The invention relates to a complete method for producing pure silicon that is suitable for use as solar-grade silicon, comprising the reduction of a purified silicon oxide using one or more pure carbon sources, the purified silicon oxide, which was purified as silicon oxide dissolved in an aqueous phase, having a content of other polyvalent metals or metal oxides, in relation to the silicon oxide, of less than or equal to 300 ppm, preferably less than 100 ppm, especially preferably less than 50 ppm and according to the invention less than 10 ppm of the other metals and being obtained advantageously by gel formation in alkaline conditions. The invention also relates to a formulation containing an activator and to the use of purified silicon oxide together with an activator for producing silicon.

Claims

exact text as granted — not AI-modified
1 . A process for preparing pure silicon, comprising the reduction of purified silicon oxide with one or more pure carbon sources, wherein the silicon oxide has been purified as silicon oxide dissolved in the aqueous phase and, based on the silicon oxide, has a content of non-silicon oxide based polyvalent metals of less than or equal to 300 ppm. 
     
     
         2 . A process according to  claim 1 , wherein the aqueous phase purification of the silicon oxide comprises at least one process step in which the aqueous silicon oxide solution is contacted with an ion exchanger.

**Information shown:**
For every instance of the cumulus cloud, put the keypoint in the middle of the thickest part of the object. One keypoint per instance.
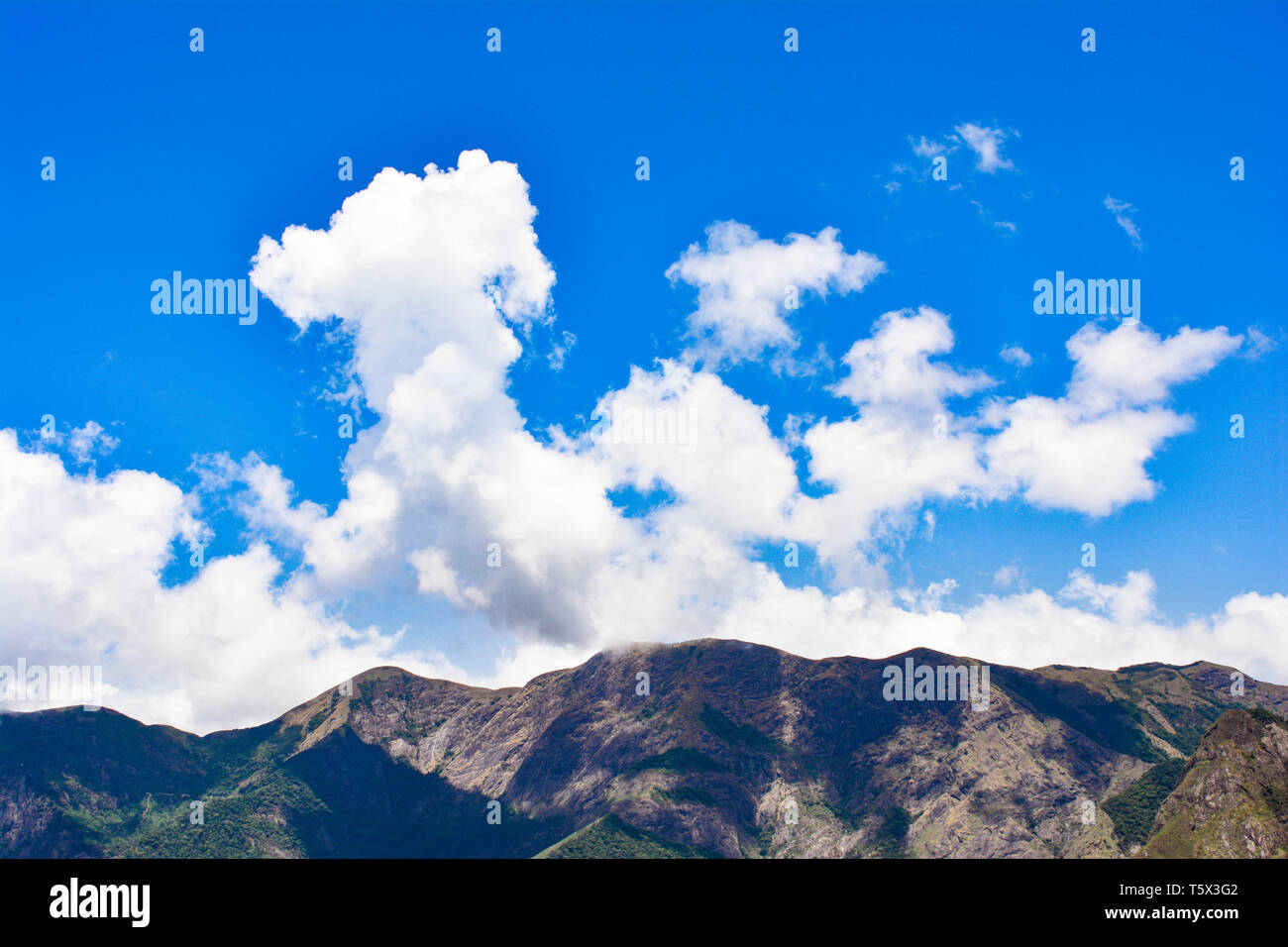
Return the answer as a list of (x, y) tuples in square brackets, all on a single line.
[(987, 145), (80, 565), (643, 526), (747, 285), (1087, 450), (893, 367)]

**Task goal:** According to claim 1 of the patent excerpt, what is the maximum content of non-silicon oxide based polyvalent metals in the purified silicon oxide? The listing has no connection to the patent excerpt.

**The output:** Less than or equal to 300 ppm, based on the silicon oxide.